◆ **Data provided**
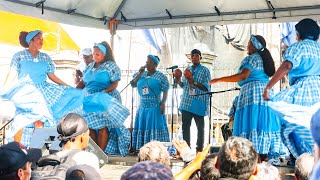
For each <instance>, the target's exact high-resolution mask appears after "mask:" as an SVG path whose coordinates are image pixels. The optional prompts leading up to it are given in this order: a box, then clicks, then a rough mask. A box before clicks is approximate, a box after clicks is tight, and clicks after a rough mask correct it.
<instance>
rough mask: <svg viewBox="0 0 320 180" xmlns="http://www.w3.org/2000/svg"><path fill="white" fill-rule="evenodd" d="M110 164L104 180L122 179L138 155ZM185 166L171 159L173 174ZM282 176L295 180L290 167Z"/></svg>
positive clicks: (122, 158)
mask: <svg viewBox="0 0 320 180" xmlns="http://www.w3.org/2000/svg"><path fill="white" fill-rule="evenodd" d="M108 160H109V163H108V164H106V165H104V166H103V167H102V168H101V169H100V172H101V176H102V178H103V179H104V180H107V179H108V180H109V179H110V180H111V179H120V177H121V175H122V173H124V172H125V171H126V170H127V169H129V168H130V167H131V166H133V165H134V164H135V163H137V162H138V156H137V155H132V154H130V155H127V156H126V157H119V156H109V157H108ZM184 166H185V163H184V162H183V161H182V160H178V159H171V169H172V173H173V174H176V173H178V172H180V171H181V170H182V169H183V168H184ZM277 168H278V170H279V173H280V175H281V179H282V180H293V179H294V176H293V172H294V169H293V168H289V167H277Z"/></svg>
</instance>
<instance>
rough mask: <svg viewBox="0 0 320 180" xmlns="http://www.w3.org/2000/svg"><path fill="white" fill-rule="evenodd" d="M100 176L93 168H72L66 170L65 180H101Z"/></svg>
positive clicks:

◆ **Brief**
Format every line of all the items above as a Markdown table with a Number column for the row number and a Content column for the line, omitting blank lines. Leave the pictures out of the answer.

◆ **Solution to the exercise**
| Number | Content |
|---|---|
| 1 | For each <instance>, the target's exact high-resolution mask appears after "mask:" as an SVG path whose coordinates are image pixels. The optional prompts leading up to it are given in this order: a box, then clicks, then a rough mask. A box before clicks is approximate, a box after clicks is tight, and clicks after a rough mask correct it. |
| 2 | <instance> |
| 3 | rough mask: <svg viewBox="0 0 320 180" xmlns="http://www.w3.org/2000/svg"><path fill="white" fill-rule="evenodd" d="M110 164L104 180L122 179L138 155ZM185 166L171 159L173 174ZM282 176L295 180L290 167Z"/></svg> |
| 4 | positive clicks: (122, 158) |
| 5 | mask: <svg viewBox="0 0 320 180" xmlns="http://www.w3.org/2000/svg"><path fill="white" fill-rule="evenodd" d="M108 160H109V163H108V164H106V165H104V166H103V167H102V168H101V169H100V172H101V176H102V178H103V179H104V180H107V179H108V180H109V179H110V180H111V179H120V177H121V175H122V173H124V172H125V171H126V170H127V169H129V168H130V167H131V166H133V165H134V164H135V163H137V162H138V156H137V155H132V154H130V155H127V156H126V157H119V156H109V157H108ZM184 166H185V163H184V162H183V161H182V160H178V159H171V169H172V173H173V174H176V173H178V172H180V171H181V170H182V169H183V168H184ZM277 168H278V170H279V173H280V175H281V179H282V180H293V179H294V176H293V172H294V169H293V168H289V167H277Z"/></svg> |
| 6 | </instance> |
| 7 | <instance> |
| 8 | rough mask: <svg viewBox="0 0 320 180" xmlns="http://www.w3.org/2000/svg"><path fill="white" fill-rule="evenodd" d="M100 176L93 168H72L66 170L65 180H101Z"/></svg> |
| 9 | positive clicks: |